- **Required work**: Pull out every line of the rows that holds the string "long".

___ Data excerpts

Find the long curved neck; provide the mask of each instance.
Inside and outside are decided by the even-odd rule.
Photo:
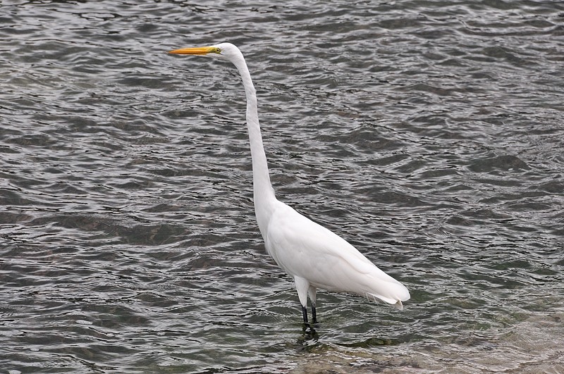
[[[242,56],[243,57],[243,56]],[[257,92],[252,84],[249,69],[245,60],[236,61],[235,66],[239,70],[247,96],[247,127],[252,158],[252,186],[255,200],[255,213],[261,232],[264,235],[270,217],[271,203],[276,201],[274,190],[270,183],[266,155],[262,145],[262,136],[259,125],[257,109]]]

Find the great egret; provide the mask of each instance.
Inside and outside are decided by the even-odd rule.
[[[184,48],[169,54],[209,55],[233,63],[239,70],[247,96],[247,126],[252,159],[255,213],[266,251],[294,279],[307,325],[307,294],[317,323],[317,288],[379,299],[397,308],[409,299],[405,287],[376,267],[354,247],[323,226],[279,201],[270,183],[266,156],[257,113],[257,95],[243,54],[233,44]]]

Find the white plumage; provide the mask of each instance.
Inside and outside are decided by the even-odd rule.
[[[307,295],[317,321],[317,288],[376,299],[402,309],[407,289],[379,269],[345,239],[276,199],[270,183],[257,113],[257,96],[240,51],[229,43],[185,48],[174,54],[210,55],[228,60],[239,70],[247,97],[247,125],[252,159],[255,211],[266,251],[294,279],[307,323]]]

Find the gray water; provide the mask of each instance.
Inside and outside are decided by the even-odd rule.
[[[405,284],[304,330],[278,198]],[[0,373],[564,373],[560,1],[3,1]]]

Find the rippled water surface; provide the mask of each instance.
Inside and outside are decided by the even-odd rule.
[[[404,283],[302,330],[252,206]],[[2,1],[1,373],[564,372],[560,1]]]

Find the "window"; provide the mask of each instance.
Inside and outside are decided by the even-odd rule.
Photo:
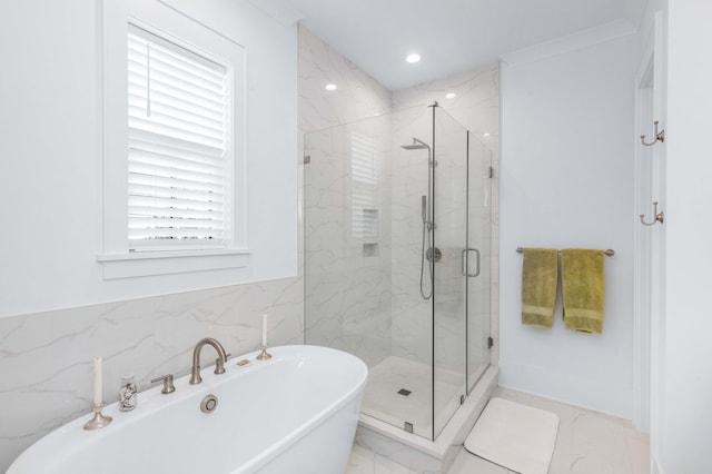
[[[129,24],[129,251],[231,240],[230,70]]]
[[[249,277],[245,47],[162,3],[102,7],[102,278]]]
[[[352,235],[373,241],[378,238],[378,174],[376,140],[352,132]]]

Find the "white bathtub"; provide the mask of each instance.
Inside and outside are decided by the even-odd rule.
[[[204,361],[214,356],[202,350]],[[366,384],[366,365],[326,347],[281,346],[273,358],[234,357],[227,372],[201,371],[202,383],[176,379],[176,392],[139,393],[138,407],[85,431],[89,414],[44,436],[8,474],[39,473],[343,473]],[[249,359],[237,366],[240,359]],[[217,408],[200,411],[214,394]]]

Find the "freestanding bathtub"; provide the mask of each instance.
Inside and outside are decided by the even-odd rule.
[[[366,365],[326,347],[269,353],[269,361],[234,357],[221,375],[207,367],[199,385],[176,379],[172,394],[141,392],[132,412],[113,403],[103,409],[113,417],[105,428],[82,429],[90,414],[75,419],[30,446],[8,474],[345,472]],[[241,359],[249,364],[238,366]],[[218,405],[202,413],[209,394]]]

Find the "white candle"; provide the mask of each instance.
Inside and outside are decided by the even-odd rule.
[[[101,394],[103,387],[101,357],[93,359],[93,404],[99,405],[103,398]]]
[[[263,346],[267,345],[267,315],[263,315]]]

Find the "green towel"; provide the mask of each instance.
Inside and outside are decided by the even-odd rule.
[[[525,248],[522,265],[522,324],[551,328],[554,324],[558,251]]]
[[[603,333],[605,256],[602,250],[561,251],[561,282],[566,329]]]

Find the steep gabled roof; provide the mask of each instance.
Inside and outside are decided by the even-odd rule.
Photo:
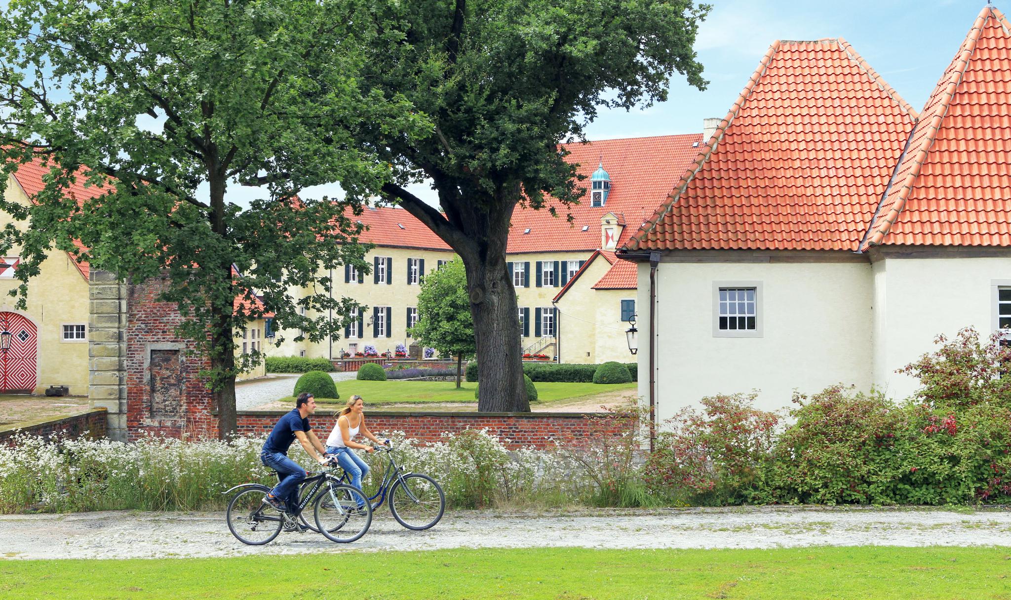
[[[844,39],[775,41],[628,250],[856,250],[916,113]]]
[[[986,6],[910,137],[861,250],[1011,246],[1011,34]]]
[[[586,177],[579,185],[588,186],[590,174],[604,164],[612,182],[607,203],[590,206],[587,191],[576,206],[566,207],[556,200],[549,200],[540,210],[518,206],[513,213],[507,252],[595,250],[601,247],[601,218],[608,212],[629,225],[618,240],[623,244],[663,201],[699,154],[701,142],[701,134],[688,134],[564,144],[569,152],[565,160],[578,163],[578,173]],[[556,208],[558,217],[551,216],[550,206]],[[565,221],[569,213],[571,225]],[[525,234],[528,229],[530,233]]]
[[[39,192],[45,187],[45,182],[42,177],[48,175],[51,170],[51,166],[43,164],[42,160],[35,157],[26,163],[18,165],[17,170],[14,171],[14,179],[17,184],[21,186],[25,195],[28,196],[28,200],[35,202],[35,197]],[[98,197],[108,193],[109,189],[107,187],[98,187],[96,185],[85,186],[85,177],[83,175],[78,175],[74,178],[74,182],[71,183],[64,193],[66,193],[71,198],[76,199],[78,202],[84,202],[91,198]],[[74,240],[74,245],[80,250],[87,250],[81,242]],[[70,253],[67,253],[70,257],[71,262],[77,266],[77,270],[81,272],[85,280],[88,279],[88,273],[91,271],[91,265],[88,261],[78,262]]]

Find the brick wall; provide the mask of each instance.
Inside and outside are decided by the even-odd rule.
[[[142,432],[180,437],[217,437],[213,398],[200,377],[206,359],[188,355],[196,344],[176,336],[182,316],[174,303],[155,298],[165,277],[129,286],[126,327],[126,427],[129,439]]]
[[[282,411],[239,411],[239,432],[266,435],[283,414]],[[554,445],[553,438],[581,437],[590,433],[586,416],[599,414],[369,411],[366,423],[374,433],[403,431],[407,437],[424,442],[439,441],[444,431],[459,433],[486,427],[489,433],[510,440],[510,448],[547,448]],[[316,411],[309,417],[309,423],[324,443],[336,422],[337,411]]]
[[[87,409],[74,415],[60,417],[50,421],[41,421],[30,424],[18,424],[16,426],[0,428],[0,444],[11,443],[9,440],[15,432],[29,433],[42,437],[54,433],[63,433],[71,439],[81,437],[85,434],[88,437],[105,437],[106,432],[105,409]],[[16,428],[15,428],[16,427]]]

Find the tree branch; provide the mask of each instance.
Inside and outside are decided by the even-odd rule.
[[[403,206],[407,212],[410,212],[415,218],[425,224],[425,227],[432,230],[459,254],[474,256],[477,253],[477,248],[474,246],[474,243],[463,232],[453,226],[453,224],[449,221],[446,221],[446,218],[443,217],[441,212],[426,204],[415,194],[393,183],[384,183],[382,186],[382,192],[387,196],[398,199],[400,201],[400,205]]]

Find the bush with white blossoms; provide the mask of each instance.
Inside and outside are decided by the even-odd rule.
[[[487,430],[444,434],[423,444],[392,432],[394,456],[405,470],[439,482],[450,507],[569,505],[590,498],[595,485],[555,451],[507,449]],[[0,513],[90,510],[194,510],[222,508],[221,493],[248,482],[274,485],[260,462],[263,438],[183,441],[146,436],[131,443],[107,439],[41,438],[18,434],[0,446]],[[309,470],[318,465],[293,446],[292,457]],[[374,494],[384,453],[365,455],[372,465],[363,484]]]

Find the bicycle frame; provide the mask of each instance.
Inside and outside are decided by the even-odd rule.
[[[401,473],[403,467],[396,463],[396,460],[393,458],[392,450],[384,449],[382,451],[387,453],[387,458],[389,458],[389,460],[386,462],[386,469],[383,472],[382,484],[379,485],[379,489],[376,490],[375,495],[370,496],[368,499],[369,504],[372,505],[372,510],[379,508],[382,506],[383,502],[386,501],[386,492],[390,489],[394,481],[399,480],[405,475],[410,475],[410,472]],[[348,484],[349,486],[351,485],[351,476],[348,475],[348,472],[345,470],[341,476],[341,483]],[[362,493],[364,494],[364,492]],[[410,491],[407,490],[407,493],[410,494]],[[379,501],[373,504],[372,501],[376,498],[379,498]]]

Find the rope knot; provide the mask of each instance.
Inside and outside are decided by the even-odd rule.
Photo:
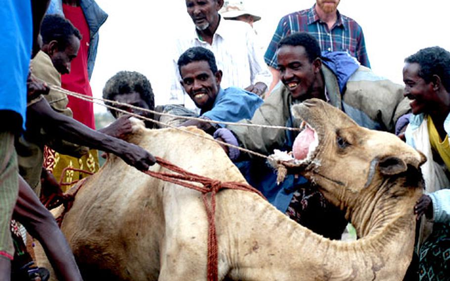
[[[208,189],[209,189],[209,192],[216,193],[222,188],[222,182],[220,181],[214,180],[208,184],[207,187],[208,187]]]

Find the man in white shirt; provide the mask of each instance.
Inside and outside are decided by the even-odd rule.
[[[223,4],[223,0],[186,0],[187,13],[195,30],[176,44],[172,57],[174,74],[168,103],[196,108],[180,84],[177,65],[180,56],[193,47],[202,47],[214,53],[218,67],[224,73],[221,85],[224,88],[241,88],[259,95],[267,91],[271,74],[260,48],[255,46],[254,32],[245,23],[222,18],[218,12]]]

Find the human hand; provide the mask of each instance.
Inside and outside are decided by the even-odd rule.
[[[107,127],[98,130],[100,133],[123,140],[132,132],[132,124],[130,120],[131,115],[122,115]]]
[[[156,159],[146,150],[135,144],[126,142],[123,153],[117,154],[125,163],[139,171],[147,171],[156,162]]]
[[[426,194],[423,194],[416,202],[414,206],[414,213],[416,214],[416,219],[417,220],[424,214],[427,219],[432,219],[433,201],[431,201],[431,197]]]
[[[255,93],[259,96],[261,96],[264,94],[264,93],[267,91],[267,86],[263,82],[257,82],[255,85],[250,85],[244,90]]]
[[[50,88],[45,82],[38,81],[31,76],[31,71],[28,72],[27,78],[27,101],[30,101],[39,96],[41,94],[48,94]]]

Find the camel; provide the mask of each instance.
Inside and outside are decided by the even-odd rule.
[[[224,190],[216,213],[219,280],[401,280],[412,254],[424,156],[319,100],[292,111],[318,139],[293,172],[311,179],[343,210],[360,239],[328,239],[256,193]],[[187,171],[245,183],[217,143],[137,123],[134,130],[130,141]],[[111,156],[78,191],[61,229],[85,280],[205,280],[207,224],[199,192]]]

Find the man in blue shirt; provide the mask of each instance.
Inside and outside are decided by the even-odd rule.
[[[0,280],[9,280],[14,254],[9,222],[19,186],[14,140],[25,126],[33,43],[31,1],[6,0],[0,5]]]
[[[186,93],[200,109],[200,117],[216,121],[235,122],[251,118],[263,103],[257,95],[240,88],[220,87],[222,71],[217,69],[212,51],[193,47],[183,53],[178,60],[180,81]],[[211,133],[220,124],[189,120],[181,126],[196,126]]]

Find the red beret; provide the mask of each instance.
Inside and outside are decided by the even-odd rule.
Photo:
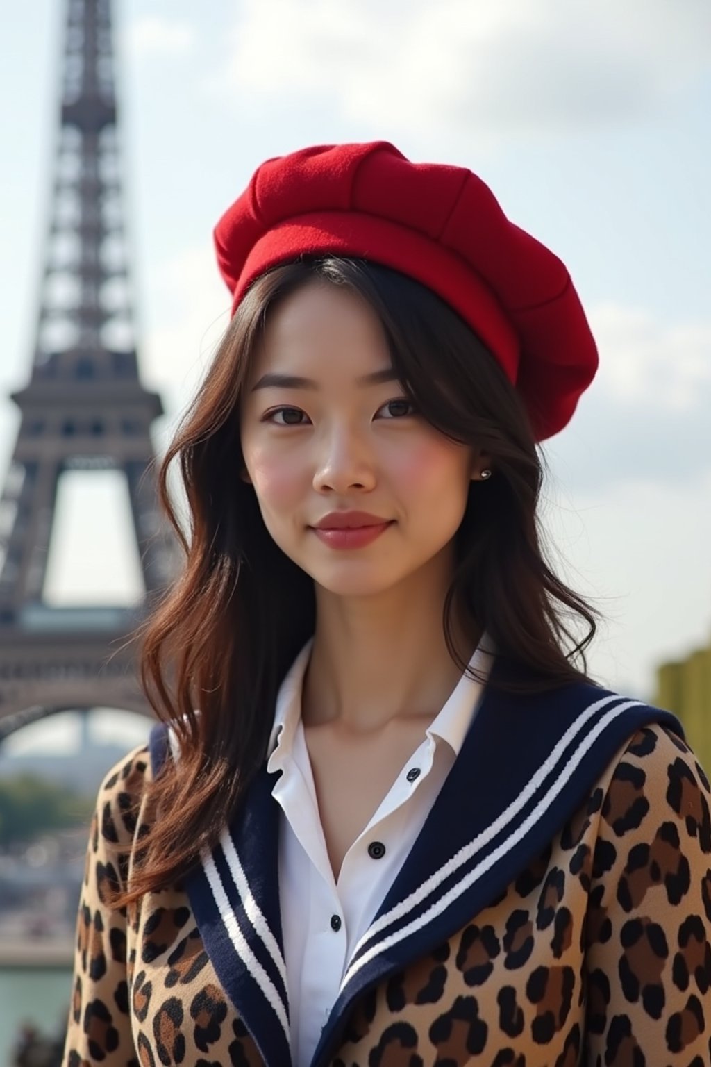
[[[302,148],[257,169],[214,239],[232,313],[259,274],[303,254],[371,259],[429,286],[504,368],[538,441],[568,423],[597,369],[564,264],[466,168],[411,163],[387,141]]]

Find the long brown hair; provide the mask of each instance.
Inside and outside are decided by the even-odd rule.
[[[160,466],[161,504],[185,563],[139,635],[141,680],[158,717],[175,730],[180,770],[168,759],[150,785],[151,808],[161,814],[142,840],[141,862],[118,904],[173,882],[215,843],[265,759],[278,686],[314,630],[312,579],[274,543],[254,489],[240,477],[239,413],[270,310],[313,281],[360,293],[379,316],[392,364],[420,414],[491,457],[494,477],[472,482],[456,536],[442,620],[453,658],[465,669],[452,640],[456,599],[494,639],[496,684],[533,691],[587,680],[584,651],[597,612],[544,558],[542,458],[497,361],[443,301],[397,271],[335,257],[279,266],[239,305]],[[188,531],[167,488],[174,460]]]

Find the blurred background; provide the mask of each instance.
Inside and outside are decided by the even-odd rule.
[[[56,1056],[96,790],[150,726],[130,655],[102,666],[175,566],[150,460],[228,321],[212,227],[271,156],[382,139],[468,166],[564,259],[601,366],[545,446],[551,554],[605,616],[591,673],[711,766],[710,115],[706,0],[5,13],[0,1065]]]

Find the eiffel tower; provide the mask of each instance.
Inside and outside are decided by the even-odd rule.
[[[111,0],[67,0],[34,355],[12,395],[21,421],[0,498],[0,739],[63,710],[147,713],[126,642],[173,569],[149,432],[162,405],[135,352],[113,67]],[[96,469],[126,478],[145,589],[134,608],[44,599],[59,479]]]

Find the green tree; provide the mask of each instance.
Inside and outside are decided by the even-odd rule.
[[[5,778],[0,781],[0,848],[85,823],[92,807],[90,798],[37,775]]]

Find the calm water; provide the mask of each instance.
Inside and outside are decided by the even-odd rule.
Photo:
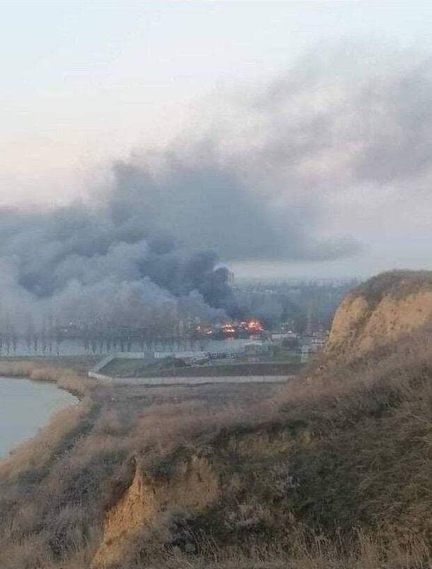
[[[52,413],[76,403],[54,384],[0,377],[0,459],[33,436]]]

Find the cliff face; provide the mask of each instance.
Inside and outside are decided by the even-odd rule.
[[[432,272],[396,271],[371,279],[338,309],[325,349],[353,358],[432,320]]]
[[[173,513],[196,515],[217,499],[219,490],[219,478],[205,458],[180,460],[169,477],[158,481],[137,467],[130,486],[107,514],[92,567],[122,567],[155,527],[169,533],[164,525]]]

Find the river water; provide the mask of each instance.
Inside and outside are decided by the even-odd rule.
[[[55,384],[0,377],[0,459],[35,435],[52,413],[76,403]]]

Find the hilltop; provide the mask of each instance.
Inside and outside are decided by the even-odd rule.
[[[344,299],[325,353],[354,358],[415,333],[431,318],[432,271],[383,273]]]
[[[430,283],[357,288],[281,388],[88,386],[0,465],[0,565],[426,569]]]

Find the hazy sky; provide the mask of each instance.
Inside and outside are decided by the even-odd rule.
[[[432,5],[419,1],[3,0],[0,205],[85,196],[111,160],[163,147],[200,116],[208,120],[213,105],[223,114],[219,93],[259,90],[327,44],[379,44],[396,59],[411,52],[427,59],[431,22]],[[397,231],[400,224],[388,223],[393,202],[388,214],[387,206],[372,211],[373,200],[365,209],[361,200],[344,202],[329,233],[339,224],[366,252],[330,263],[276,263],[264,272],[426,267],[431,201],[422,195],[419,208],[399,205],[395,221],[406,225]],[[250,263],[236,267],[242,274],[256,270]]]

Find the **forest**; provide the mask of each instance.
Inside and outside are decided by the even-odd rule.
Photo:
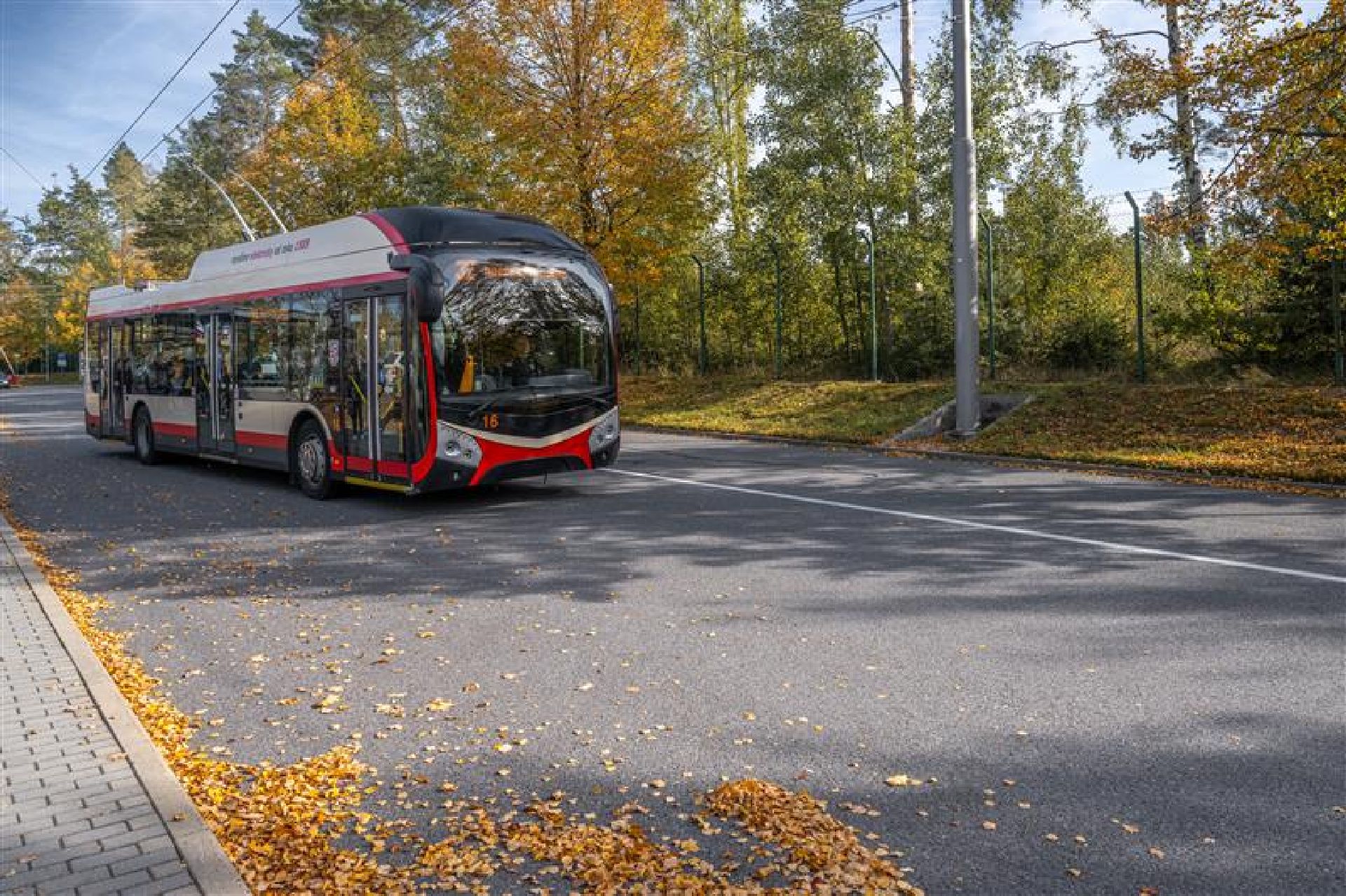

______

- **Answer to the task**:
Find the long curved neck; provide the mask of each instance.
Find the long brown hair; provide the mask of each instance.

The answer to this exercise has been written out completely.